Set down everything from "Members of Iraqi" down to "requested the assistance." in the news report on U.S. airstrikes in Iraq below, keeping the wording unchanged.

Extract
»»
Members of Iraqi security forces are seen during a fight with Islamic State militants Sunday on the outskirts of the city of Ramadi.

Reuters/Landov

The United States has begun its first-ever airstrikes in direct support of Iraqi ground forces, in the opening move of what could be a protracted fight against so-called Islamic State militants in the region.

NPR's Tom Bowman, on Morning Edition, says the airstrikes, south of Baghdad, targeted an Islamic State position after Iraqi soldiers fighting them requested the assistance.

"This is something new," Tom says. "For the first time, U.S. airstrikes have been in support of Iraqi forces."

U.S. Central Command said Monday night that six Islamic State vehicles had been destroyed in the airstrikes.

The U.S. has also sent 475 military trainers to Iraq, Tom says. "They will join a few hundred trainers already there," he explains.
««
Supplied data
»»
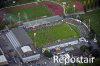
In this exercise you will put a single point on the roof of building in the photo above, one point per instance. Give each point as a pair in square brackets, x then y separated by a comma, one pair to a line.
[42, 21]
««
Result
Members of Iraqi security forces are seen during a fight with Islamic State militants Sunday on the outskirts of the city of Ramadi.

Reuters/Landov

The United States has begun its first-ever airstrikes in direct support of Iraqi ground forces, in the opening move of what could be a protracted fight against so-called Islamic State militants in the region.

NPR's Tom Bowman, on Morning Edition, says the airstrikes, south of Baghdad, targeted an Islamic State position after Iraqi soldiers fighting them requested the assistance.